> [To do]: What you return should be every line of the material, unchanged.

> [Exercise data]:

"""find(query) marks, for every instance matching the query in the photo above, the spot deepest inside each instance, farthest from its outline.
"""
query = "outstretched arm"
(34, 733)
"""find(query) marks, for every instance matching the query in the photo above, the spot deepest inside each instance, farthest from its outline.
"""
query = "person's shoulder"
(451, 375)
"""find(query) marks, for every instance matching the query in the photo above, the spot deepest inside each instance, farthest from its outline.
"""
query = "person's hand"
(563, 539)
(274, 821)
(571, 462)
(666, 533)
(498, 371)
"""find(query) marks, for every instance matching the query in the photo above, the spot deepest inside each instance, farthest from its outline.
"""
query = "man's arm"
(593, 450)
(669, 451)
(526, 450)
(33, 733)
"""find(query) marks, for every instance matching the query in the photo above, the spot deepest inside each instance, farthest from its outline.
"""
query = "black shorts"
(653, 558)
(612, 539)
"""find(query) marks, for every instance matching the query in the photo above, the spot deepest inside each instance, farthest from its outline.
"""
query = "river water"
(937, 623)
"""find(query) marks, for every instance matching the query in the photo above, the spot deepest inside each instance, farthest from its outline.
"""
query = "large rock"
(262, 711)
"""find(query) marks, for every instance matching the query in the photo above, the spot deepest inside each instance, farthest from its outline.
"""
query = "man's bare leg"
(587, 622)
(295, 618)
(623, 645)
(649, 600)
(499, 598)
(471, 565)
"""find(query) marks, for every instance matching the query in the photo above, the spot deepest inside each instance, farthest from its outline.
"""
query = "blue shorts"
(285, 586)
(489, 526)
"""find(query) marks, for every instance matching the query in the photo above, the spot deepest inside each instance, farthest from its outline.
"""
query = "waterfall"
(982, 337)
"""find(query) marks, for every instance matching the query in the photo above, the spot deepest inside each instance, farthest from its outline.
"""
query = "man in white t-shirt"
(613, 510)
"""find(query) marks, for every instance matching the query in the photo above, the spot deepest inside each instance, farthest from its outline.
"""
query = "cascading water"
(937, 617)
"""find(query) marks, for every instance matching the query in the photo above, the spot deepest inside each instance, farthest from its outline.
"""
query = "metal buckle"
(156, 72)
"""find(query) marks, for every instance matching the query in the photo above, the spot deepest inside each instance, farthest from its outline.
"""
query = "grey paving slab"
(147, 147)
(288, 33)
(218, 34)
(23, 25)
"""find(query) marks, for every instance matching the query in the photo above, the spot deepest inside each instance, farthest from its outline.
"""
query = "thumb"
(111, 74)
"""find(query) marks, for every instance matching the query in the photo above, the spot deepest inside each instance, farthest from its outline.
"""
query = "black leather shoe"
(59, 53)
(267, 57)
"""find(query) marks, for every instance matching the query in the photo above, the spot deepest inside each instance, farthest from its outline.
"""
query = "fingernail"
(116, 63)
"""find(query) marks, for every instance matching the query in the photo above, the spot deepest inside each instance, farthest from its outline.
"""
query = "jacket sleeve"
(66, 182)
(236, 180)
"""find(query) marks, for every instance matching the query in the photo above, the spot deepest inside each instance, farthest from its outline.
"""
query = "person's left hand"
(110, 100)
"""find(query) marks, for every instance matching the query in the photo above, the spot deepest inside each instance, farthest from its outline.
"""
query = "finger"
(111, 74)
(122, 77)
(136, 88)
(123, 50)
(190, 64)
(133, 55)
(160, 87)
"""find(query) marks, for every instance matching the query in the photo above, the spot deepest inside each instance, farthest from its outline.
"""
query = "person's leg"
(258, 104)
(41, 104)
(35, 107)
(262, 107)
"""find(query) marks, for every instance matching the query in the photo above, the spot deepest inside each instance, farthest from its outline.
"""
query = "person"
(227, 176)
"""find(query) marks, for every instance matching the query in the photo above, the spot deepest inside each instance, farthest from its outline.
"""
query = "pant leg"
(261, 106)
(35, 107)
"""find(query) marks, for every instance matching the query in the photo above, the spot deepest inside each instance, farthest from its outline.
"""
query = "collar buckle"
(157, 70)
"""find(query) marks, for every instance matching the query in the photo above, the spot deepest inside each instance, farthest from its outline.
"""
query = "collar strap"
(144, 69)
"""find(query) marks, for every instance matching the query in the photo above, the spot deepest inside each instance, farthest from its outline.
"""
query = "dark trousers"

> [Written response]:
"""find(query) marks, for every instance matching the query in the photo above, the spot deepest inside each instance, farthest from its outline.
"""
query = "outstretched arm"
(34, 733)
"""find(query) marks, for every instance matching the query in the photo above, the spot deepest inside each instance, farthest from its outline.
"""
query = "person's shoulder"
(451, 375)
"""find(query) marks, for every instance matching the query in the photo above, the spot deepest inside each instance, farthest from its outline.
"""
query = "person's hand"
(563, 539)
(274, 821)
(571, 462)
(666, 533)
(498, 371)
"""find(query) marks, for every instance matching the query in the photo above, the spot deepest inside each instance, farthest from its outline.
"""
query = "man's arm"
(593, 450)
(669, 451)
(526, 450)
(33, 733)
"""find(query) marks, for every instance matching the query in the photo above, the spot deepest inside each instance, farthest from its outline.
"""
query = "black shorts"
(653, 558)
(612, 539)
"""find(query) marks, for every instance matching the query in the photo above, the spot deepest inside each instance, farthest from its outline.
"""
query = "river water"
(937, 623)
"""find(query) marks, for every instance matching the query in the photo above, the spot deepest inside each instance, farthest from its outline.
"""
query = "large rock"
(262, 711)
"""find(query) marks, for every instance matching the query in the photo above, the spot deepest inside each instance, farthest from its outline.
"""
query = "man's bare leg"
(587, 622)
(295, 618)
(623, 645)
(649, 600)
(499, 598)
(471, 565)
"""find(query) marks, for every instance matching the query in the photo above, the spot deepest inside each instance, farthest from its outline.
"""
query = "blue shorts"
(285, 586)
(489, 526)
"""find(query) marks, for every instance matching the query in the photo above, the spot deepest inside each instance, farthest from its outline.
"""
query = "waterfall"
(982, 337)
"""find(query) marks, for every instance matching the query in the photo above, the spot deepest inside each instance, farthest from its outline.
"""
query = "man in white t-shirt"
(613, 510)
"""find(query) marks, for every instance matching the query in the photo above, the spot deepest inside each instance, farthest from its outline.
"""
query = "cascading water"
(937, 617)
"""find(query) marks, for every instance matching the query in the photo above, the spot deepest inside each instance, farthest from its outline.
"""
query = "metal buckle"
(156, 72)
"""find(query) marks, for every instance matching the query in the photo above, the spot deepest inside each instance, farthest from its outline.
"""
query = "grey paving slab"
(147, 147)
(288, 33)
(218, 34)
(23, 25)
"""find(query) marks, for every instance matching the query in the photo above, the spot deepest inside each instance, farthest from its outline.
"""
query = "thumb"
(111, 74)
"""find(query) marks, for every instance matching the query in the photo above, the spot deepest inside each instance, farthest from its outline.
"""
query = "black leather shoe"
(59, 53)
(267, 57)
"""find(query) marks, for every instance matching the query in the photo above, the spot deepest inside each instance, farthest from its outline.
"""
query = "fingernail"
(116, 63)
"""find(query) marks, for every instance matching the query in the photo above, the spot deepest inside each instance, farthest from its outline.
"""
query = "jacket sleeve"
(66, 182)
(236, 180)
"""find(query) marks, for every instance matching the query in the photo above, the spot deepest inside each instance, farthest from its outline.
"""
query = "person's left hand"
(110, 100)
"""find(query) marks, for every instance matching the query in the photo above, the spot deepest inside each instance, farthest from its outline.
"""
query = "finger"
(111, 74)
(122, 77)
(136, 88)
(123, 50)
(190, 64)
(133, 55)
(160, 87)
"""find(query) marks, for every instance matching the query in the photo above, the spot deepest inside each instance, farthest from its outline.
"""
query = "person's leg"
(258, 104)
(41, 104)
(35, 107)
(262, 107)
"""find(query) marks, for every instance matching the query in the photo above, the spot deepest inside each instance, farthest from its outline.
"""
query = "person"
(227, 176)
"""find(query) marks, for every instance matching the query in the photo above, the spot deepest inside each instance, farthest from its outline.
"""
query = "pant leg"
(261, 106)
(35, 107)
"""find(query) marks, for every instance matching the query in the photo above, the spot deepest inside each instance, farthest from its outline.
"""
query = "collar buckle"
(157, 70)
"""find(query) marks, for every instance matching the query in the photo above, the spot deepest inside each instance, farthest from its outline.
"""
query = "collar strap"
(144, 69)
"""find(query) marks, for every instance matching the query in the photo above, the spot deepest inside each instance, farthest from its outline.
"""
query = "dark trousers"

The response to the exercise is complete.